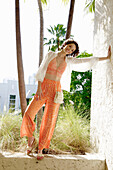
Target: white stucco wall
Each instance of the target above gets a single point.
(102, 83)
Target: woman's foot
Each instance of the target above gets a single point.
(40, 156)
(31, 144)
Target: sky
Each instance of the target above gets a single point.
(56, 12)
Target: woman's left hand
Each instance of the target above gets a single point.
(109, 53)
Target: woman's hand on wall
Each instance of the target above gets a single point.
(39, 93)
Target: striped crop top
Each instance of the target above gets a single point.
(54, 70)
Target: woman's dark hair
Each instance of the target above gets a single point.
(71, 41)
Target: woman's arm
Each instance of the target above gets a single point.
(74, 60)
(39, 91)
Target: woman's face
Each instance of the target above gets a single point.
(69, 48)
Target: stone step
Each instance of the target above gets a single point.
(20, 161)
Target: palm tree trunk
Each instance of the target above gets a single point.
(70, 18)
(21, 82)
(41, 32)
(39, 115)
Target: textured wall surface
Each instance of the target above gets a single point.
(102, 83)
(19, 161)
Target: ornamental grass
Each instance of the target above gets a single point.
(71, 133)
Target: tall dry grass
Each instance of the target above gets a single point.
(71, 133)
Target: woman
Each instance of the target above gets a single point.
(54, 66)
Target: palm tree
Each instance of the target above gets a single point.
(70, 19)
(41, 48)
(90, 6)
(21, 82)
(58, 36)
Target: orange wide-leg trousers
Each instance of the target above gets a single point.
(49, 117)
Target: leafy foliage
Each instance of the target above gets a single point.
(80, 90)
(58, 36)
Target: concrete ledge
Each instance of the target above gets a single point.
(20, 161)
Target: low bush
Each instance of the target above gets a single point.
(71, 133)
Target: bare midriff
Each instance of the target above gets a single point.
(52, 77)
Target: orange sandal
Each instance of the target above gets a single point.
(30, 148)
(40, 156)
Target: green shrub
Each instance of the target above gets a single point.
(10, 133)
(71, 133)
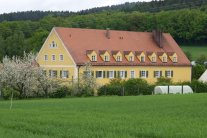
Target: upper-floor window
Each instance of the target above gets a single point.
(164, 59)
(118, 58)
(169, 73)
(106, 58)
(46, 57)
(175, 59)
(93, 58)
(142, 59)
(143, 74)
(53, 57)
(132, 74)
(53, 45)
(153, 59)
(61, 58)
(131, 58)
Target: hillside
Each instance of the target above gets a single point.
(153, 6)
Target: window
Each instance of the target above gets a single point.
(144, 74)
(169, 73)
(153, 59)
(46, 57)
(64, 74)
(53, 73)
(111, 74)
(93, 58)
(106, 58)
(142, 59)
(164, 59)
(61, 58)
(131, 58)
(174, 59)
(118, 58)
(99, 74)
(53, 57)
(157, 74)
(132, 74)
(53, 45)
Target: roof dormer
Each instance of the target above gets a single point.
(140, 55)
(129, 55)
(92, 55)
(162, 56)
(152, 56)
(104, 55)
(173, 57)
(117, 56)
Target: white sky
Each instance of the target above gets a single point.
(7, 6)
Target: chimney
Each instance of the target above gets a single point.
(108, 33)
(158, 37)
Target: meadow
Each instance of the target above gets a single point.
(159, 116)
(196, 51)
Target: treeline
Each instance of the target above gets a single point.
(153, 6)
(186, 26)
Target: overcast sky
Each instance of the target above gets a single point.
(7, 6)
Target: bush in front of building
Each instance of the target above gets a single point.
(126, 88)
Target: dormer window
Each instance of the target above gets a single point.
(118, 58)
(153, 59)
(93, 58)
(131, 58)
(142, 59)
(106, 58)
(164, 59)
(53, 45)
(175, 59)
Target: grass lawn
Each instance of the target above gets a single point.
(196, 51)
(160, 116)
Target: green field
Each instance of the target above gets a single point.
(196, 51)
(160, 116)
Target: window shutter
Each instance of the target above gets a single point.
(61, 74)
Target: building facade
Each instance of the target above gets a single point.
(113, 54)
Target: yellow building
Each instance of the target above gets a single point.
(113, 54)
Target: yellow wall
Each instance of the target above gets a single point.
(180, 74)
(67, 64)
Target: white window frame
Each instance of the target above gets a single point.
(144, 75)
(157, 75)
(93, 58)
(168, 74)
(175, 60)
(106, 58)
(101, 74)
(142, 59)
(132, 76)
(122, 74)
(46, 57)
(112, 75)
(54, 57)
(62, 57)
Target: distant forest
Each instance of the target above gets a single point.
(185, 20)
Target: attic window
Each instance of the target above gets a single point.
(175, 59)
(53, 45)
(93, 58)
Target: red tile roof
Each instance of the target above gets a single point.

============================================================

DIRECTIONS FOR THIS TASK: Could you pull out every one of the lines above, word for word, and leave the pictures out?

RESULT FOR THIS TASK:
Target: white stucco wall
Each instance of the target above gets a single point.
(102, 83)
Target: woman's foot
Each instance of the target above gets a single point.
(40, 156)
(31, 144)
Target: sky
Each instance of the target above gets a single point.
(56, 12)
Target: woman's left hand
Each instance of the target above gets a single point.
(109, 53)
Target: woman's hand on wall
Each instance of the target above gets a single point.
(39, 93)
Target: striped crop top
Each instance of the target above gets a single point.
(54, 70)
Target: woman's dark hair
Each instance of the target above gets a single point.
(71, 41)
Target: woman's arm
Each instance of the target above gets a single point.
(74, 60)
(39, 91)
Target: woman's face
Each instance of the target above gets a single point.
(69, 48)
Target: stone step
Each instance of the target above gets a single point.
(20, 161)
Target: palm tree trunk
Each instance of the target above gets a single point.
(70, 18)
(21, 82)
(41, 32)
(39, 115)
Target: textured wall surface
Each instance of the target above gets a single point.
(102, 83)
(19, 161)
Target: ornamental grass
Each instance of the target above gets a single point.
(71, 133)
Target: tall dry grass
Each instance of the target above gets a single point.
(71, 133)
Target: woman
Each instance of the target above gets a single point.
(54, 66)
Target: palm tree
Each instance of the target above gets a single point.
(70, 19)
(41, 48)
(90, 6)
(21, 82)
(58, 36)
Target: orange wide-leg trousers
Each instance of the target above gets a single point.
(49, 117)
Target: leafy foliage
Each instance of the target above gets a single point.
(80, 90)
(58, 36)
Target: concrete ledge
Each instance of the target above gets a single point.
(20, 161)
Target: low bush
Each instance of the target above gets a single point.
(71, 133)
Target: bare midriff
Each instance of the target above gets a single point.
(52, 77)
Target: orange sandal
Each instance of the target above gets a single point.
(30, 148)
(40, 156)
Target: green shrub
Each instance of the target above gets a single point.
(10, 133)
(71, 133)
Target: upper-floor window
Each instance of the target above gets a single point.
(164, 59)
(118, 58)
(169, 73)
(106, 58)
(46, 57)
(175, 59)
(93, 58)
(142, 59)
(143, 74)
(53, 57)
(132, 74)
(53, 45)
(153, 59)
(61, 58)
(131, 58)
Target: hillside
Each instance of the target above gets a single point.
(153, 6)
Target: window
Each instance of the target above gets a single point.
(144, 74)
(169, 73)
(153, 59)
(46, 57)
(64, 74)
(53, 73)
(111, 74)
(93, 58)
(106, 58)
(142, 59)
(164, 59)
(61, 58)
(131, 58)
(174, 59)
(118, 58)
(99, 74)
(53, 57)
(157, 74)
(132, 74)
(53, 45)
Target: roof dormer
Each instance of the target above gets a single point.
(140, 55)
(129, 55)
(92, 55)
(162, 56)
(152, 56)
(104, 55)
(173, 57)
(117, 56)
Target: white sky
Each instance of the target above gets a single point.
(7, 6)
Target: chimney
Each instance of the target above gets a single point.
(108, 33)
(158, 37)
Target: meadow
Each instance of the target above gets a single point.
(159, 116)
(196, 51)
Target: treeline
Each instance of the target above gets a single point.
(153, 6)
(186, 26)
Target: overcast sky
Each instance of the target above gets a single point.
(7, 6)
Target: bush in front of building
Each instance of the target above gets a single point.
(126, 88)
Target: dormer window
Each instance of the target above gets a single point.
(118, 58)
(153, 59)
(93, 58)
(131, 58)
(142, 59)
(106, 58)
(164, 59)
(53, 45)
(175, 59)
Target: grass lawn
Each instance of the target above gets a single point.
(196, 51)
(160, 116)
Target: green field
Each instance of the target above gets a single point.
(196, 51)
(160, 116)
Target: window shutter
Each instance of the target above gets a single point.
(61, 74)
Target: building facade
Each instance of the target above gets a single point.
(113, 54)
Target: yellow building
Each instance of the target above gets a single point.
(113, 54)
Target: yellow wall
Each instance of the target above gets a single point.
(180, 74)
(67, 64)
Target: white window frame
Each instance of the target above gets a single point.
(144, 75)
(157, 75)
(93, 58)
(168, 74)
(175, 60)
(106, 58)
(101, 74)
(142, 59)
(132, 76)
(122, 74)
(46, 57)
(112, 75)
(54, 57)
(62, 57)
Target: distant forest
Each instance of the target above gets a single point.
(185, 20)
Target: attic window
Each instance of the target above gets a single point.
(175, 59)
(53, 45)
(93, 58)
Target: red tile roof
Each instance of the target above gets a single point.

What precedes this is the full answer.